→ Texte à lire
L’histoire de « Build Like a Girl »
Selon Tonya Dittman, associée chargée de l’agrément écologique LEED chez Miron, la société souhaitait recruter des candidats plus variés. Miron voulait inviter l’autre moitié de la population, c’est-à-dire les femmes, à s’intéresser à la construction.
Et Tonya Dittman de raconter : « Jen Bauer [directeur du marketing chez Miron] et notre vice-président des opérations sur le terrain adoraient l’idée de créer une foire avec des activités pratiques. « Build Like a Girl » avait pour vocation de faire découvrir les métiers de la construction aux filles et d’attiser leur curiosité. « Smart Girls Rock ! » consistait à les éduquer, à leur faire partager des connaissances et les encourager à opter pour des métiers dans les sciences, la technologie, l’ingénierie et les mathématiques. »
Ces deux événements ont eu un impact énorme sur les participantes. Tonya Dittman ajoute : « Pendant le “Smart Girls Rock !”, les filles étaient vraiment intéressées. Melissa Schulteis, spécialiste de la construction virtuelle chez Miron, a présenté sa carrière technologique appliquée au BTP. Son poste n’existait pas il y a dix ans. À la fin de la journée, les filles travaillaient ensemble et on les entendait dire : “je n’aurais jamais cru que j’allais aimer la soudure.” Elles sont reparties chez elles en disant “Je veux en savoir plus sur ce métier”. Elles ne se sont pas contentées de dire “c’était sympa” mais “je veux vraiment essayer ça quand je rentrerai chez moi”. »
L’innovation technologique encourage la diversité, et par voie de conséquence, la rentabilité
Il ne fait pas de doute que les nouvelles technologies représentent une carotte pour attirer les générations plus jeunes dans le BTP, qu’ils soient hommes ou femmes. Chez Miron, ces technologies profitent aussi aux ouvriers de base. Dans un souci de simplifier le déroulement des chantiers et de résoudre les problèmes comme les dépassements de budget ou les dysfonctionnements d’équipement dus à des erreurs d’installation, la société a développé une méthode appelée atelier BIM virtuel ou ABV.

→ Consigne
Recopiez fidèlement le passage du texte sur « Build Like a Girl » compris entre « Selon Tonya Dittman, associée » et « à la construction. », bornes incluses.

→ Extrait source
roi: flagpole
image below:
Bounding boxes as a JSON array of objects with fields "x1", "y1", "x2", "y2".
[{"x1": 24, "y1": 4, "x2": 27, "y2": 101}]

→ Corrigé
Selon Tonya Dittman, associée chargée de l’agrément écologique LEED chez Miron, la société souhaitait recruter des candidats plus variés. Miron voulait inviter l’autre moitié de la population, c’est-à-dire les femmes, à s’intéresser à la construction.